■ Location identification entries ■

■ ■ ■ ■

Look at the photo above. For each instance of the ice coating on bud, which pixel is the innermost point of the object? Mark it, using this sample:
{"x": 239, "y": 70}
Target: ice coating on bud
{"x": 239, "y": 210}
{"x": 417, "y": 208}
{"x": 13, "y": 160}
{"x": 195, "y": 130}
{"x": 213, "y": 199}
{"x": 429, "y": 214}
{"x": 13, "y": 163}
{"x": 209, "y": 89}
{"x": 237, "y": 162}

■ ■ ■ ■

■ What is expected ■
Quote the entire listing above exactly.

■ Full solution ■
Look at the photo above. For each instance of the ice coating on bud, which pixel is the innermost point of the object? Mark it, using this sample:
{"x": 239, "y": 70}
Target: ice coating on bud
{"x": 239, "y": 210}
{"x": 417, "y": 208}
{"x": 13, "y": 160}
{"x": 195, "y": 130}
{"x": 213, "y": 199}
{"x": 429, "y": 214}
{"x": 13, "y": 163}
{"x": 209, "y": 89}
{"x": 237, "y": 162}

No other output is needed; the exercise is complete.